La petición -
Extrae de los registros cada línea que contenga la palabra "lamp". Se distingue entre mayúsculas y minúsculas.

Registros -
>>>

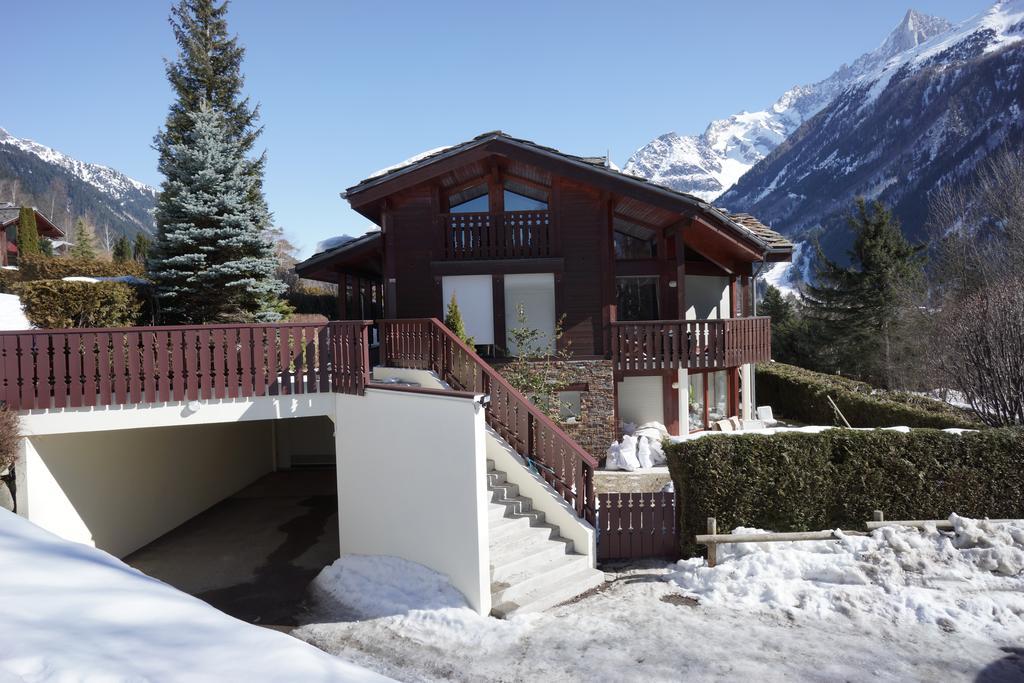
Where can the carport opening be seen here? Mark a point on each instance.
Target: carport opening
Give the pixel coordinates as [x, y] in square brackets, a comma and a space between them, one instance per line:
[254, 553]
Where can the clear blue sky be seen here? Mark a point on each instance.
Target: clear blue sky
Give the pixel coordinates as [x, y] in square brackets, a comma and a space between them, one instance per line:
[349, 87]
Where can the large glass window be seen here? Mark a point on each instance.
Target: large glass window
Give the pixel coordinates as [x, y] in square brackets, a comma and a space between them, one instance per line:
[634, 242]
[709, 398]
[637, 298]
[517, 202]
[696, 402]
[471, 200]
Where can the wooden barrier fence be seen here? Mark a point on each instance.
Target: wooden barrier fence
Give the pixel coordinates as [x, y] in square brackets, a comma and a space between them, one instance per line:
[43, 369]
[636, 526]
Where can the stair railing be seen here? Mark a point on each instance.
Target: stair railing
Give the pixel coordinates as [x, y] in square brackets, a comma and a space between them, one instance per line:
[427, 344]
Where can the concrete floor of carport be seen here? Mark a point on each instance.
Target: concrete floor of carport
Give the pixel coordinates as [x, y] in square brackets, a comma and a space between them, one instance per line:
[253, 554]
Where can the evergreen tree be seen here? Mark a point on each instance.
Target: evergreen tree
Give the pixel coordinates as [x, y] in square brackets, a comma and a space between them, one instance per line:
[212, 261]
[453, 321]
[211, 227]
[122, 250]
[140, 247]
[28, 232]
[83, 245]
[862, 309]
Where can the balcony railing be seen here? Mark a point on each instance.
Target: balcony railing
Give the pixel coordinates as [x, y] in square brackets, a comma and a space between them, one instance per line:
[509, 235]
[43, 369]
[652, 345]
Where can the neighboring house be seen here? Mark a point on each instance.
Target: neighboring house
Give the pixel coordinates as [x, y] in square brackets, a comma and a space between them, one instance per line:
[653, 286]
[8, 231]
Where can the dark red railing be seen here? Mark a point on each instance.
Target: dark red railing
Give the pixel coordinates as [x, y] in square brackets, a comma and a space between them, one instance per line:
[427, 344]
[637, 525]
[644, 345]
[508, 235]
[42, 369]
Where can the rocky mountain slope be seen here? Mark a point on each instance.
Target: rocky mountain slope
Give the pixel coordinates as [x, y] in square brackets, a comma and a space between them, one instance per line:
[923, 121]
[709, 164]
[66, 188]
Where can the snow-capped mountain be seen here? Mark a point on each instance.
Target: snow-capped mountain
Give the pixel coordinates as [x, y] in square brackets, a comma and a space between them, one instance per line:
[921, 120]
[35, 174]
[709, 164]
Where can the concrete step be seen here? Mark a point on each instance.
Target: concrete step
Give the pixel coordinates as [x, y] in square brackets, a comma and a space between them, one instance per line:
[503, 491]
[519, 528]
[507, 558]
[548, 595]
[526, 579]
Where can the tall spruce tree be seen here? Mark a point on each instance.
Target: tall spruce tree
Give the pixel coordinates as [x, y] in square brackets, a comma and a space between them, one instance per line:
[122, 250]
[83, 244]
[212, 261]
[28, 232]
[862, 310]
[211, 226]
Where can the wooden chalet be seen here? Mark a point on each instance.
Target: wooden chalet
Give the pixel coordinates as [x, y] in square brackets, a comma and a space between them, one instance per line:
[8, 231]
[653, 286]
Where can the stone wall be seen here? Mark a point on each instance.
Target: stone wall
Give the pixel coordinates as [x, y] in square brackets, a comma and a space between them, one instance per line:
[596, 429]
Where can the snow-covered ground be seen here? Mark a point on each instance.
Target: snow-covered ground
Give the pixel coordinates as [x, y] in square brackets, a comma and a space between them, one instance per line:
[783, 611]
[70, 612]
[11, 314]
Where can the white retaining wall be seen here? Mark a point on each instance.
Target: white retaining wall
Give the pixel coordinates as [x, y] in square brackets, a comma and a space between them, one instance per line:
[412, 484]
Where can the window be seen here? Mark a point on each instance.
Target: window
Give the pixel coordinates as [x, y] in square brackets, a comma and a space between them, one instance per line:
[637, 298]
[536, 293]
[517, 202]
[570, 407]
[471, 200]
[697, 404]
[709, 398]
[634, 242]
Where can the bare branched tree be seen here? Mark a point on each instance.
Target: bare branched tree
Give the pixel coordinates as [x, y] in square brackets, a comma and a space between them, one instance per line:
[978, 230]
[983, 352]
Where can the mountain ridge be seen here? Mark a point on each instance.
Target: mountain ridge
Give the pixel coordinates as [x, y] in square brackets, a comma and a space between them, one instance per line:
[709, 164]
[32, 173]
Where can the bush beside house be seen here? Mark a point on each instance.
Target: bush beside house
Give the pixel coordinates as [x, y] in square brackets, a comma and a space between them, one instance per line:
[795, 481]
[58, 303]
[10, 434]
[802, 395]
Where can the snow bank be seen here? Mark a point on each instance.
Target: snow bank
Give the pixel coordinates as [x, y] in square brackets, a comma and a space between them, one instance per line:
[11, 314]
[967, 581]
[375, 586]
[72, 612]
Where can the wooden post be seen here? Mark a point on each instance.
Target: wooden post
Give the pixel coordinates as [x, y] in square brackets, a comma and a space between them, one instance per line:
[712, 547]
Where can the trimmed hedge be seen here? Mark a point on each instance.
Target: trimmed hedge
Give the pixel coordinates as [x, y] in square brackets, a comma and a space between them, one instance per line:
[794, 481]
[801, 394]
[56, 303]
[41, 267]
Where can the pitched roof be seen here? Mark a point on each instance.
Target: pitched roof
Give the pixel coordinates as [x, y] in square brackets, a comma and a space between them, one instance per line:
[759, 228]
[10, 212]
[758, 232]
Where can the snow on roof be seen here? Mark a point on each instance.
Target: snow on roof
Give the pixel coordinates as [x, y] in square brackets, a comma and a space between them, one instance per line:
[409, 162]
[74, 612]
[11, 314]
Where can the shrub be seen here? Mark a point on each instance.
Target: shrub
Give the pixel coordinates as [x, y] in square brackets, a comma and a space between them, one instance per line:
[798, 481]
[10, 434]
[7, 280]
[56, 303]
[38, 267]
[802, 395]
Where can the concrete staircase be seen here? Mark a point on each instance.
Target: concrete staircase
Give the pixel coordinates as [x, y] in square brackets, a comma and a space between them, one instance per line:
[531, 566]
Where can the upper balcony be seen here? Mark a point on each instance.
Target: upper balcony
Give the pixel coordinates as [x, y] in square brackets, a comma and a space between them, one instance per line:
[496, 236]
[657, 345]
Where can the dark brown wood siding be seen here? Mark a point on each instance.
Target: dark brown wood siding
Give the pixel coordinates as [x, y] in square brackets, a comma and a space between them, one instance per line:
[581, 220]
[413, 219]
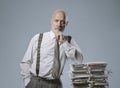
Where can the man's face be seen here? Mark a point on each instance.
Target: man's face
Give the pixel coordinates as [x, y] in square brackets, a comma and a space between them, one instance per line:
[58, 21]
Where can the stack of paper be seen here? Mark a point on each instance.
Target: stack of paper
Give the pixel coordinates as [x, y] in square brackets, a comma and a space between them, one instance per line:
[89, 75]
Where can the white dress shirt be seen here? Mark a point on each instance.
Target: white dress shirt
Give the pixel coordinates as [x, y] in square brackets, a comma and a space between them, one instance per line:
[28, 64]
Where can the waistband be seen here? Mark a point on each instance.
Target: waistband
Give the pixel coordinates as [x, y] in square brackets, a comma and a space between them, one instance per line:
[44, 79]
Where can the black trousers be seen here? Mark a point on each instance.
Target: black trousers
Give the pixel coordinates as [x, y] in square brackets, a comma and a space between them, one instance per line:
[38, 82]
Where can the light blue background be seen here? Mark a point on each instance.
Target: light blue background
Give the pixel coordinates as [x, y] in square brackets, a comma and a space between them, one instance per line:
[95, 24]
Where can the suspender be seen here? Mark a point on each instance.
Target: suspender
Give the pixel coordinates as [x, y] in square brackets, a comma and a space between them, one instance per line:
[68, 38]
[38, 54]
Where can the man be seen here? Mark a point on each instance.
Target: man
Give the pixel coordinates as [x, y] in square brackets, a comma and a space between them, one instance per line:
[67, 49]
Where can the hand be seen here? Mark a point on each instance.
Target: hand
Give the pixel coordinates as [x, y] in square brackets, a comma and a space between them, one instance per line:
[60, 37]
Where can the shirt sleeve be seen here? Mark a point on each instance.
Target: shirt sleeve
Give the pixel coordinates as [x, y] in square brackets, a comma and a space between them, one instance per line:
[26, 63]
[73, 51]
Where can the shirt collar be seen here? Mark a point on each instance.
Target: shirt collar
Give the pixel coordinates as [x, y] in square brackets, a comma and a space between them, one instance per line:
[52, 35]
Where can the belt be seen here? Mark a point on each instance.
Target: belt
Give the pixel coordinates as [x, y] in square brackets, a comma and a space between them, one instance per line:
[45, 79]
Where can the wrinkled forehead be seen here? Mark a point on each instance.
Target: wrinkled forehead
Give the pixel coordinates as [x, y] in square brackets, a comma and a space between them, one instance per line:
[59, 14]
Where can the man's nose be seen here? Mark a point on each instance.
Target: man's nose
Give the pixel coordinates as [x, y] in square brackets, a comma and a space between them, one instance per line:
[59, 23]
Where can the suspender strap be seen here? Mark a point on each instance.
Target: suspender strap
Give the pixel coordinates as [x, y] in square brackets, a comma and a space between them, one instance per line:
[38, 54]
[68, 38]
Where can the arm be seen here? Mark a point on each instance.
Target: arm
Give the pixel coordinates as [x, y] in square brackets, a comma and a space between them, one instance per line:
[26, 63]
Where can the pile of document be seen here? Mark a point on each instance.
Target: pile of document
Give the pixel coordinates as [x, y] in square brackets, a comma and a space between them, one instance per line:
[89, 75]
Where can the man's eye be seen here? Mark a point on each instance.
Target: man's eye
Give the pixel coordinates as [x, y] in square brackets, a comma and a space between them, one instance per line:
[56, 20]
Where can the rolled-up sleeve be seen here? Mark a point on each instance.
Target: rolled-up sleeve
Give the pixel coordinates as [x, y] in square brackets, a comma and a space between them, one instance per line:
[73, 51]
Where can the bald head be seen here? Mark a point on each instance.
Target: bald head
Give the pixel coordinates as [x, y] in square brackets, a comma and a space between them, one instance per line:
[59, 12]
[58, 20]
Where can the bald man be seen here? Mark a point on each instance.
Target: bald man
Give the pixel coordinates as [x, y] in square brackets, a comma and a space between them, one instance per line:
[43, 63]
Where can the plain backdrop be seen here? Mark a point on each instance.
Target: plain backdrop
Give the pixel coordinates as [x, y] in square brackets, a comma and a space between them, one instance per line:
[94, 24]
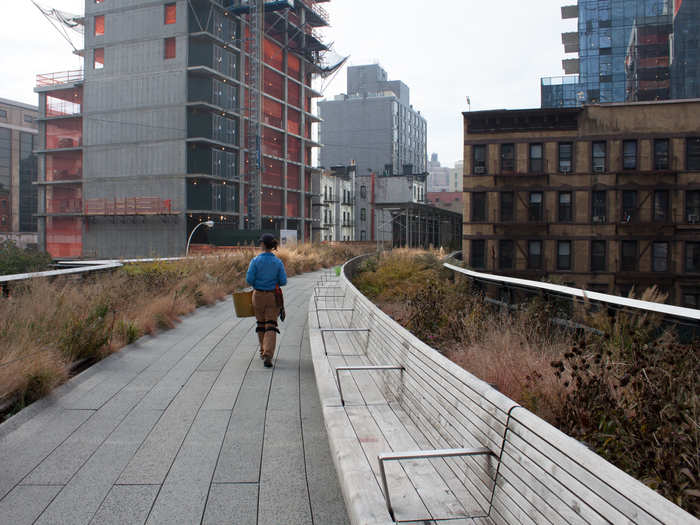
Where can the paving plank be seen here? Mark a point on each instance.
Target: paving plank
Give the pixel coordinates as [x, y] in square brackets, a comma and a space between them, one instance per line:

<<<
>>>

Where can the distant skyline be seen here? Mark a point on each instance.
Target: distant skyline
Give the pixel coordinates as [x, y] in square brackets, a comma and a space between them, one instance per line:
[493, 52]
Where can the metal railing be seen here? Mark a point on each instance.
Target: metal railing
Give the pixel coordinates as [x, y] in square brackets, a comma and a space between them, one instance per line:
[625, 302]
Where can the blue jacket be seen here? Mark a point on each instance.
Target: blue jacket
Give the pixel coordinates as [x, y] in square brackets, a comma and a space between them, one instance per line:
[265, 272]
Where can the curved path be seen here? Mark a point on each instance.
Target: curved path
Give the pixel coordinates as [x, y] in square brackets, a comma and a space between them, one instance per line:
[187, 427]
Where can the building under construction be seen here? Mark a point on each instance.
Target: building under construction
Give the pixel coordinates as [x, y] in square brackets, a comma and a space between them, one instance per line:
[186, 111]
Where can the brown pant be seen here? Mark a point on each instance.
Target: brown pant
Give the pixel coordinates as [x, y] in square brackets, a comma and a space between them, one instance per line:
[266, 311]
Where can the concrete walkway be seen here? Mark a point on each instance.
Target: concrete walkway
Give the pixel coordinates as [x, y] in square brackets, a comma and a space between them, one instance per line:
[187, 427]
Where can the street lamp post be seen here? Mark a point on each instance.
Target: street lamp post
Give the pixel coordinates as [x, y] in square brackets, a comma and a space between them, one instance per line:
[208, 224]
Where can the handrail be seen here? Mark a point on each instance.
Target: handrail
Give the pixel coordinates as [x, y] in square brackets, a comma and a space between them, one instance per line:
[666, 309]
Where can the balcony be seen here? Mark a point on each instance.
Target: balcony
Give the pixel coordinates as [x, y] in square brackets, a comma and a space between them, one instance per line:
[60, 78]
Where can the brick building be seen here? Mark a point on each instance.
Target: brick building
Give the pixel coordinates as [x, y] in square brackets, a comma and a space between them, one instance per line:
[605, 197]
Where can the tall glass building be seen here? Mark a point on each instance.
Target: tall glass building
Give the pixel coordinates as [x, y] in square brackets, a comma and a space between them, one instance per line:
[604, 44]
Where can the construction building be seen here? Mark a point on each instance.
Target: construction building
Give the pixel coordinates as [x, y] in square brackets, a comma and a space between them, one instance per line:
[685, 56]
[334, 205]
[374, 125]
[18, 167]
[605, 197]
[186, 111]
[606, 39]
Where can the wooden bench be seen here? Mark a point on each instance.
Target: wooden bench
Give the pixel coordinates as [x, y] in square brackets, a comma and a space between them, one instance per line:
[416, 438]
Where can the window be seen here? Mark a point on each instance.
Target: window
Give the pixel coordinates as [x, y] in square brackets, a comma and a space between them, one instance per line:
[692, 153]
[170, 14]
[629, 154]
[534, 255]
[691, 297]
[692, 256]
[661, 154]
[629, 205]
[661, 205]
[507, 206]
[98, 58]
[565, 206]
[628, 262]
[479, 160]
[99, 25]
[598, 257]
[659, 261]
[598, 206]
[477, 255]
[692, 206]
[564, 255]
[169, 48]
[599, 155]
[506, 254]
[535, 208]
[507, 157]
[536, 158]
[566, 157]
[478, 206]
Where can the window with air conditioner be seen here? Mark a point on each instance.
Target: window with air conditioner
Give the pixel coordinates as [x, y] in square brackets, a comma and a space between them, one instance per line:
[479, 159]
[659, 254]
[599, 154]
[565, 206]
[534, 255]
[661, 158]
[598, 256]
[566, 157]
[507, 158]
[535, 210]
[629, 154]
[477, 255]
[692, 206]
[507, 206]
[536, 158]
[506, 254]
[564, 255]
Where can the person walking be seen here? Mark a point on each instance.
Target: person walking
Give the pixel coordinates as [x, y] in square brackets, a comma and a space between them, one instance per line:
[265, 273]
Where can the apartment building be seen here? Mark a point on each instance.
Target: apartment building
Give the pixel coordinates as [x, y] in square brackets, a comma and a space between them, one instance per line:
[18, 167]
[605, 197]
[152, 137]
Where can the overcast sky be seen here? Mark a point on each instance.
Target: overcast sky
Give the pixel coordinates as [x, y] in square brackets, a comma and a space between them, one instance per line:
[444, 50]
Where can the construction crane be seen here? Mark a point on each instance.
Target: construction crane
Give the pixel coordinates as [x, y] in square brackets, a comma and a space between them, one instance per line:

<<<

Respuesta final -
Where can the street lamp post be seen here? Mark a point on each instance.
Target: street lamp post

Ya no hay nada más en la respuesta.